(Excerpt from a dataset)
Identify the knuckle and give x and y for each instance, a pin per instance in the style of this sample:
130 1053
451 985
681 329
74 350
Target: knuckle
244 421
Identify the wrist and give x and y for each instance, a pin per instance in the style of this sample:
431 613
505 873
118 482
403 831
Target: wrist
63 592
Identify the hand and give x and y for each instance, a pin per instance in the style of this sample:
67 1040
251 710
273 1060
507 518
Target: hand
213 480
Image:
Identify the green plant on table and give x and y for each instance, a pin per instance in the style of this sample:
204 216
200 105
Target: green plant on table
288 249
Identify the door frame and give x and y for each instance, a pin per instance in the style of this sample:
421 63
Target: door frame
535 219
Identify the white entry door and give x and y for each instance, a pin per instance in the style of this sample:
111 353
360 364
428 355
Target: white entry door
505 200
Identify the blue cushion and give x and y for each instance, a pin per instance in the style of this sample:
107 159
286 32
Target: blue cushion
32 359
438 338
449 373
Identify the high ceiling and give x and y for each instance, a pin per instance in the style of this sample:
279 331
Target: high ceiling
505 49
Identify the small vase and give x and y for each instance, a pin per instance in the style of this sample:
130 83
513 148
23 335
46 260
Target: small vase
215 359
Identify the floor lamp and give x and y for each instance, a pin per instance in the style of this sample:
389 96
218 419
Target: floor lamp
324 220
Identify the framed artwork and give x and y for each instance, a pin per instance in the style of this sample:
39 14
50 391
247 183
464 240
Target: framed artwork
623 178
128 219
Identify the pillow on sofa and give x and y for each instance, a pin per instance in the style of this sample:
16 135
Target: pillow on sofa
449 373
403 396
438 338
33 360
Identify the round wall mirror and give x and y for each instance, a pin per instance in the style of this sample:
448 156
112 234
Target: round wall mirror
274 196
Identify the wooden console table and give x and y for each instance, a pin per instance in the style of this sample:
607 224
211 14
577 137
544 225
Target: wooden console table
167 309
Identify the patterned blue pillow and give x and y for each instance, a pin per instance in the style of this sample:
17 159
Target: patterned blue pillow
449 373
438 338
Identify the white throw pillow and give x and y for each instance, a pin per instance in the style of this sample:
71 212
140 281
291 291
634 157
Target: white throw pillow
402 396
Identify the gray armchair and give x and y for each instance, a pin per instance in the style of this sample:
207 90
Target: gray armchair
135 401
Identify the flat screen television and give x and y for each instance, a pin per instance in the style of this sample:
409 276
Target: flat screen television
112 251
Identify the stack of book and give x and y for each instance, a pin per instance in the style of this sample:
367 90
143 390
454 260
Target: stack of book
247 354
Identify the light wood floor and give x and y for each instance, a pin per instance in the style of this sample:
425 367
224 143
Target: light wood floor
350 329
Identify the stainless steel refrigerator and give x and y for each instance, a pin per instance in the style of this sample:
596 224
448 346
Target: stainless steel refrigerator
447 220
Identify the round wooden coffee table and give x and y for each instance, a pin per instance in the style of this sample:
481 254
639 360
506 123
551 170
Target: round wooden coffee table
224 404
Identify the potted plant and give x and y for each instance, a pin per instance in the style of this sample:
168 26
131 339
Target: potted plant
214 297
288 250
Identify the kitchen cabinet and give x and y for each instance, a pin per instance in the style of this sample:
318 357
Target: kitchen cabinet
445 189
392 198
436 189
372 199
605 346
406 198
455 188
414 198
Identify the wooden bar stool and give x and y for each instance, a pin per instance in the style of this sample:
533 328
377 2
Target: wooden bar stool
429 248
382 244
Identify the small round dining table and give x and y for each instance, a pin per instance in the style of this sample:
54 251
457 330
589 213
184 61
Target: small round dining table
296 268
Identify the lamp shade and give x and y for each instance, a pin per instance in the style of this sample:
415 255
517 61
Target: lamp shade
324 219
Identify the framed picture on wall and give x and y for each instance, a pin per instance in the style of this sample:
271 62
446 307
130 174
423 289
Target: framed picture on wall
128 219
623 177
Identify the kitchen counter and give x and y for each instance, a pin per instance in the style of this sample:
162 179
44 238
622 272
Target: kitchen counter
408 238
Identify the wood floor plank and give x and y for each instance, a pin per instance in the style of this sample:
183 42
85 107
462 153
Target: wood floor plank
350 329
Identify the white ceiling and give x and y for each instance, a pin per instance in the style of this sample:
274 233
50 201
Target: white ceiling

# CHALLENGE
Reproduce the records in full, exactly as written.

# TASK RESPONSE
Identify the knuckle and give x and y for each instance, a pin per instance in the style of this sample:
130 1053
451 985
681 329
74 350
Target: knuckle
244 421
Identify the wrist and give x and y for each instance, a pin per instance in the style of this sample:
431 613
505 873
118 482
403 831
Target: wrist
63 592
Identify the hand and give x and y for each instance, a pin per instance in the style of this sample:
67 1040
251 710
273 1060
507 518
Target: hand
213 480
Image:
Identify the green plant on table and give x and y for each instance, a pin per instance in the style of this sample:
204 216
200 105
Target: green plant on table
288 249
Identify the door frame and give x and y for each instance, a pin per instance in the style of this sample:
421 63
Target: door frame
535 219
Identify the white entry door and give x and y for each instance, a pin per instance in the style of this sample:
111 353
360 364
428 355
Target: white entry door
505 200
Identify the blue cushion and give x and y for each instance, a pin per instance in the style of this sample:
107 159
286 32
Target: blue cushion
32 359
438 338
449 373
Identify the high ceiling and give x and y for each instance, a pin per instance in the style of this sample:
279 331
Target: high ceiling
505 49
Identify the small vase and give x and y for each instance, a pin per instance in the style of this sample:
130 83
513 148
23 335
46 260
Target: small vase
215 359
Identify the floor lamp and give x and y for each instance, a pin per instance in the style of this sample:
389 96
218 419
Target: floor lamp
324 220
Identify the framed artwork and give x and y for each instance, a pin per instance in the style of this sample:
39 14
50 391
247 183
464 240
Target: framed artwork
623 178
128 219
Identify the pillow on sofa and give x and y for each instance, a pin per instance in the style of this sample:
16 135
Target: pillow on sofa
449 373
403 396
438 338
33 360
Identify the round wall mirror and give x and y for each instance, a pin per instance in the style of this sample:
448 156
112 234
Target: round wall mirror
274 196
Identify the wooden console table and give x and y for each instance, a pin per instance in the style of this sample:
607 224
211 14
577 137
544 225
Target: wooden console table
167 309
Identify the patterned blue pillow and give x and y for each instance, a pin per instance in the style of this sample:
17 159
Target: patterned blue pillow
449 373
438 338
Identify the white throw pillow and give x and y for each instance, a pin per instance in the style of this sample:
71 212
140 281
291 291
634 157
Target: white throw pillow
402 396
Identify the gray armchair and give x and y for each instance, a pin per instance in the style of this sample:
207 90
Target: gray armchair
135 401
Identify the flat screen television and give x and y for each instance, a pin per instance in the style of this sample:
409 276
Target: flat screen television
112 251
Identify the stack of book and give x and y for each instance, a pin per instance in the style of this sample:
367 90
143 390
454 260
Target: stack of book
247 354
Identify the light wood floor and give x and y for each instance, a pin per instance in the style of this sample:
425 367
224 143
Target: light wood floor
350 329
Identify the stainless steel refrigerator and give x and y for each instance, a pin per instance in the style of this sample:
596 224
448 346
Target: stainless steel refrigerator
447 220
Identify the round wooden coffee table and give x and y for each instance, a pin per instance in the style of this sample:
481 254
639 360
506 123
551 170
Target: round wooden coffee table
224 404
Identify the potted plant and give x and y for each instance, a pin per instance in the style of this sample:
168 26
131 339
Target: potted plant
214 297
288 250
Identify the kitchen cabinet and give x and y for each instance, a pin per instance in the style of this sample:
318 357
Target: kitchen cabinet
445 189
392 198
436 189
372 199
605 346
406 198
455 188
414 198
Identify the wooden bar stool and give x and y for each instance, a pin per instance in the style of this sample:
533 328
377 2
Target: wooden bar stool
429 248
382 244
Identify the small round dining table and give x and y for each instance, a pin per instance in the style of this sample:
54 251
457 330
589 213
184 61
Target: small round dining table
296 268
Identify the lamp shade and give x and y for each instance, a pin per instance in the style of this sample:
415 255
517 61
Target: lamp shade
324 219
Identify the framed picture on wall and give x and y for each instance, a pin per instance in the style of this sample:
271 62
446 307
130 174
423 289
Target: framed picture on wall
128 219
623 177
Identify the kitchen counter and give x and y for each instance, a pin per instance in the style of this sample:
162 179
44 238
622 272
Target: kitchen counter
408 238
Identify the wood floor plank and give x and y for each instance, a pin per instance in the style of this sample:
183 42
85 107
462 153
Target: wood floor plank
350 329
Identify the white ceiling and give x and y for each instance, a pin per instance in the style of this sample:
274 233
50 201
Target: white ceiling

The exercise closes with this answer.